Source data ->
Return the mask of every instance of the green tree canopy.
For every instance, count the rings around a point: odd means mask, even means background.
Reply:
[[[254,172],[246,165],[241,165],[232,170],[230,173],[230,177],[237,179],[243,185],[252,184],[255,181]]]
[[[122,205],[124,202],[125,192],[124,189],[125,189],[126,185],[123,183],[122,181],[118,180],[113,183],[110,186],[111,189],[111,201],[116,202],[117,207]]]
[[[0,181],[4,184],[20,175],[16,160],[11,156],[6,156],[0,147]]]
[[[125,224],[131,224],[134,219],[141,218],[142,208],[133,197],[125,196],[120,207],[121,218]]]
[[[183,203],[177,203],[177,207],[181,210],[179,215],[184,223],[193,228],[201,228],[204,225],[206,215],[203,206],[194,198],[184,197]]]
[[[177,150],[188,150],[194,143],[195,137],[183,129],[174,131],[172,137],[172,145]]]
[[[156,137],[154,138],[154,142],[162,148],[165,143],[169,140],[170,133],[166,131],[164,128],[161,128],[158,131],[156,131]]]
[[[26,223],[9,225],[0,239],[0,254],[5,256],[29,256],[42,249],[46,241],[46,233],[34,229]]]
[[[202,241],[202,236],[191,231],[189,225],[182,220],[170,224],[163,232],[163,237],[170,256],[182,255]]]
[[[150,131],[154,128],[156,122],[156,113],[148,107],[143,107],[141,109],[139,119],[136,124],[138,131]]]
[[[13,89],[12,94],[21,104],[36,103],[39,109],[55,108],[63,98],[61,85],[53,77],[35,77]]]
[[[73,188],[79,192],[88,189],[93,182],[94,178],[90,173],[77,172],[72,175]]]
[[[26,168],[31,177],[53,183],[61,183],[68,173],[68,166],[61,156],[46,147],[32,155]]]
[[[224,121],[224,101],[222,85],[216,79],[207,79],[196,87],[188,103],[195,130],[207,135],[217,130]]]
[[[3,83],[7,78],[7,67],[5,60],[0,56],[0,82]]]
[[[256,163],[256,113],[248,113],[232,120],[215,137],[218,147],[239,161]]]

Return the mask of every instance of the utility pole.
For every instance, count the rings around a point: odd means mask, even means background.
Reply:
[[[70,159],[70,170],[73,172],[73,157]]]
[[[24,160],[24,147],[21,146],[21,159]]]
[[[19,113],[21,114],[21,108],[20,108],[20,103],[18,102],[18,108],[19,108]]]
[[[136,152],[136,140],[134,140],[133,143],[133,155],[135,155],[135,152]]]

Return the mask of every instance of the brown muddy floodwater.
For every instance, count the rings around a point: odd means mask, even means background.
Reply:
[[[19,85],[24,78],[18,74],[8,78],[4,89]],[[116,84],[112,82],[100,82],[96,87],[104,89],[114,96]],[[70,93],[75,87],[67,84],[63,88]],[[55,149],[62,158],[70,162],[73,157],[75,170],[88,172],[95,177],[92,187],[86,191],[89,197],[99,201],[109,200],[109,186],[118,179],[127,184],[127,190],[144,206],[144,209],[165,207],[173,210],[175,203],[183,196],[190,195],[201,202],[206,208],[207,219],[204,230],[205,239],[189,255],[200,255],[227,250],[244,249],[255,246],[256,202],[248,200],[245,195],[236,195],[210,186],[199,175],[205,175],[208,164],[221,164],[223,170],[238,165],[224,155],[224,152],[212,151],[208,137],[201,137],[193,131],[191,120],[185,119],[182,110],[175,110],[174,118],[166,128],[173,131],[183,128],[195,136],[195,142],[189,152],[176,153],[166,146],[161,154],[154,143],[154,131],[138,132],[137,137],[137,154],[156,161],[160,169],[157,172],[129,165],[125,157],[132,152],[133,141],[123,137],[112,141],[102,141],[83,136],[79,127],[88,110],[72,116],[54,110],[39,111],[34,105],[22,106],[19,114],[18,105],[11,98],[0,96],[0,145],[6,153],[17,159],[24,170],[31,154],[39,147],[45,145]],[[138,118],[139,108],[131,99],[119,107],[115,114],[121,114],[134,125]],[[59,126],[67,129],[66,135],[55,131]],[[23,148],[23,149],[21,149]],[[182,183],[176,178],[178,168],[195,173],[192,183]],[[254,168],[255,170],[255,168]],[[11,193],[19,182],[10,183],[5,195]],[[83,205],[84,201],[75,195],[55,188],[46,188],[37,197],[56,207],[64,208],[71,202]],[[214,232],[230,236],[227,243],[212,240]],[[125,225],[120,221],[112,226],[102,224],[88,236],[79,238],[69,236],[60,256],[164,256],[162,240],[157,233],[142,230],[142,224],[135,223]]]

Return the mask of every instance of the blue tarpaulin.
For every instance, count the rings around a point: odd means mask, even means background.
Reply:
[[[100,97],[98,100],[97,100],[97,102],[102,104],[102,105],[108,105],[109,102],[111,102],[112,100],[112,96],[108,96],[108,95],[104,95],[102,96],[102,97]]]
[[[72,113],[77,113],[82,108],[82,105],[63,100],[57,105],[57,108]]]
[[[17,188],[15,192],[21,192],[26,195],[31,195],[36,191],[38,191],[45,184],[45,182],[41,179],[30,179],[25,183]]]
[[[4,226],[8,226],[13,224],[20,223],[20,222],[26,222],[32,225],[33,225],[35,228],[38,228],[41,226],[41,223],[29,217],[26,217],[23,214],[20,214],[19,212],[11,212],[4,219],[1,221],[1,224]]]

--

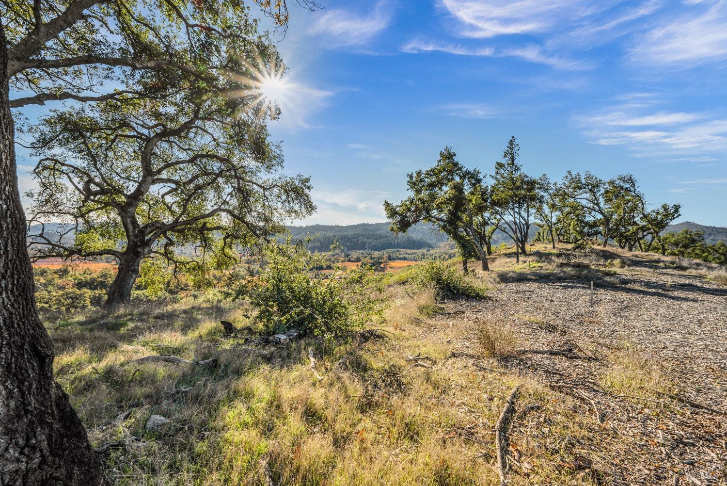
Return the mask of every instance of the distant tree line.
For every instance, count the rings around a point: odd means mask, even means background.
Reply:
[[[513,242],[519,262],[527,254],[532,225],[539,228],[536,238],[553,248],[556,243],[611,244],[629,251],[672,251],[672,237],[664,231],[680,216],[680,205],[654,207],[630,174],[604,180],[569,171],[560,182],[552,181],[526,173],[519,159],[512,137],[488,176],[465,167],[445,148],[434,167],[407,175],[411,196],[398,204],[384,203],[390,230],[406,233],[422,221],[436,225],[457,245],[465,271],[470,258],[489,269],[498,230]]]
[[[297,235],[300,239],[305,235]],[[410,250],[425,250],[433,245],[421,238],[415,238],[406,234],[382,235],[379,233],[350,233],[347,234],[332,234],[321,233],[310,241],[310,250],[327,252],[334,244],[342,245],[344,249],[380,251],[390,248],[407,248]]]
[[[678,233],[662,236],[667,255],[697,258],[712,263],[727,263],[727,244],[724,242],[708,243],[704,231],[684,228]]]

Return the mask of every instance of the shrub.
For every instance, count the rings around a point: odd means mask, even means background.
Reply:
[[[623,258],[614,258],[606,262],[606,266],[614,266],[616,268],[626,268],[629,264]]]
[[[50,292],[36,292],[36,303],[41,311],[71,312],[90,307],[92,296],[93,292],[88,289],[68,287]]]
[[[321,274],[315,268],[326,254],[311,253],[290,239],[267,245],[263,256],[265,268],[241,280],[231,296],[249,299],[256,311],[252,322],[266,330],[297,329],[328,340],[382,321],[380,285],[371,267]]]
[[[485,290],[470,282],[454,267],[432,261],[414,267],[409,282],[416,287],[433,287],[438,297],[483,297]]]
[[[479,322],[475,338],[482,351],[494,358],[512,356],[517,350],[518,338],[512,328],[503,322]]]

...

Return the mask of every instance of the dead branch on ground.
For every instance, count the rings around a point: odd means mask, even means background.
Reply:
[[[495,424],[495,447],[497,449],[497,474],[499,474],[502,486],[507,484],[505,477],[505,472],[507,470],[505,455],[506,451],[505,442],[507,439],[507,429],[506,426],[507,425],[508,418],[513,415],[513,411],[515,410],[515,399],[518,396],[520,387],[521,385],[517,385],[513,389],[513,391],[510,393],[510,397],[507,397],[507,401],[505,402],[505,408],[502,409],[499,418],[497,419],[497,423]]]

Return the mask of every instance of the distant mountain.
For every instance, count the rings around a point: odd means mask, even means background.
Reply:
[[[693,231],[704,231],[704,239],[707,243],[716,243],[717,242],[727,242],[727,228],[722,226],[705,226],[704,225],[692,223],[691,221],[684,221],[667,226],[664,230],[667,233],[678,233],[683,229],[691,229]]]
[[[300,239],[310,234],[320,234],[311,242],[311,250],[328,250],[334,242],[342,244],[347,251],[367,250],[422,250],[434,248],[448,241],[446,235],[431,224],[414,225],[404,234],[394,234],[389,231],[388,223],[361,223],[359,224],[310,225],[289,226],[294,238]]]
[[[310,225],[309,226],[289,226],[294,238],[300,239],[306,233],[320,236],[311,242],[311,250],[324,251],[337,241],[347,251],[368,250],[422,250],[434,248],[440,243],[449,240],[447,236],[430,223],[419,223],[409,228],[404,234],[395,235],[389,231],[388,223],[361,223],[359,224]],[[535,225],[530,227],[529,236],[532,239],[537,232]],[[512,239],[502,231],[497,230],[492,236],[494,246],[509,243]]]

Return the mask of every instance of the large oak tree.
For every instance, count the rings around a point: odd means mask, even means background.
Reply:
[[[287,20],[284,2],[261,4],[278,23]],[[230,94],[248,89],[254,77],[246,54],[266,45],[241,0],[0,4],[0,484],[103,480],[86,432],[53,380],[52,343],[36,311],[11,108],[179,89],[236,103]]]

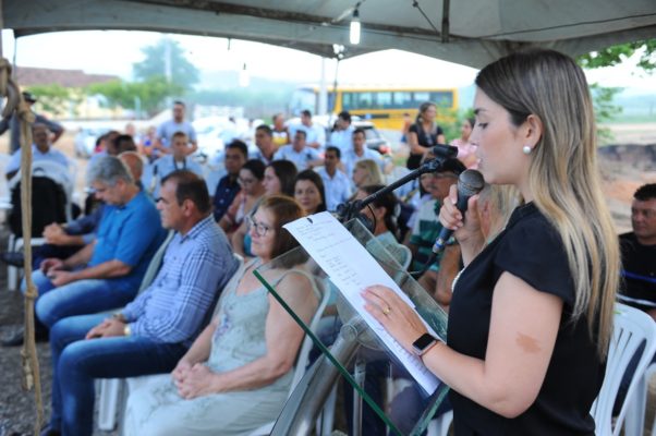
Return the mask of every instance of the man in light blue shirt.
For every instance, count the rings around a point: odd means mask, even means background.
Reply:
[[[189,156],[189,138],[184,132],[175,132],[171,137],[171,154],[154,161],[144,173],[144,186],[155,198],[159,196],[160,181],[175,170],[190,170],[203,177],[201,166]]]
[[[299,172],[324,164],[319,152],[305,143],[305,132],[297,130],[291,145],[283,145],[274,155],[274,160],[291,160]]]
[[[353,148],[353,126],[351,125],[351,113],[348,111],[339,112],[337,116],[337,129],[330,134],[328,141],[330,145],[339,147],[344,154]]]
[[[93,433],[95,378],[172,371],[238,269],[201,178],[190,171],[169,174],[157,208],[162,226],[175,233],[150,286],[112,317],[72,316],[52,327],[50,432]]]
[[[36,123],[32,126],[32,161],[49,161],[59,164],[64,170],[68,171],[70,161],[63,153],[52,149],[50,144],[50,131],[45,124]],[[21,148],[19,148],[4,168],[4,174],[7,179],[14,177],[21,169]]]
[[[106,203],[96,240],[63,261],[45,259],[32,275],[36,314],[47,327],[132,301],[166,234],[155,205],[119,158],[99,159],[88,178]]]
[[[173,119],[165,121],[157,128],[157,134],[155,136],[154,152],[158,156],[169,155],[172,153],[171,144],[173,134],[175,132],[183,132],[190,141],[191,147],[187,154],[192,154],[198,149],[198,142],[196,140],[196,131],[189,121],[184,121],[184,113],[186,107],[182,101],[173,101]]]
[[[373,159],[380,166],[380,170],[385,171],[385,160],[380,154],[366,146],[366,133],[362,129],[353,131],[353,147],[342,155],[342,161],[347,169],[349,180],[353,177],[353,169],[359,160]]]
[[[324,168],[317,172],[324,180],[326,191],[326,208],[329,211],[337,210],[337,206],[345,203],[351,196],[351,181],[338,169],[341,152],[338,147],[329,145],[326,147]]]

Stated task ->
Locate each line in the entries above that contains the word "blue", and copy every such line out.

Exercise result ->
Return the mask of every instance of the blue tarpaulin.
Return the mask of every instance of the man in light blue shirt.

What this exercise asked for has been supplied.